Convert the lines of the rows below into a Markdown table with two columns, Line number and Line text, skipping any blank lines.
>> Begin DATASET EXCERPTS
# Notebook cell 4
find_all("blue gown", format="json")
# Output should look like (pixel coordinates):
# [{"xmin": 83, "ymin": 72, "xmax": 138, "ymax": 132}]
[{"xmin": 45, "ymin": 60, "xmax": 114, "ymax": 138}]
>> End DATASET EXCERPTS
§ **FINISHED TASK**:
| Line number | Line text |
|---|---|
| 1 | # Notebook cell 4 |
| 2 | find_all("blue gown", format="json") |
| 3 | # Output should look like (pixel coordinates): |
| 4 | # [{"xmin": 83, "ymin": 72, "xmax": 138, "ymax": 132}] |
| 5 | [{"xmin": 45, "ymin": 60, "xmax": 114, "ymax": 138}] |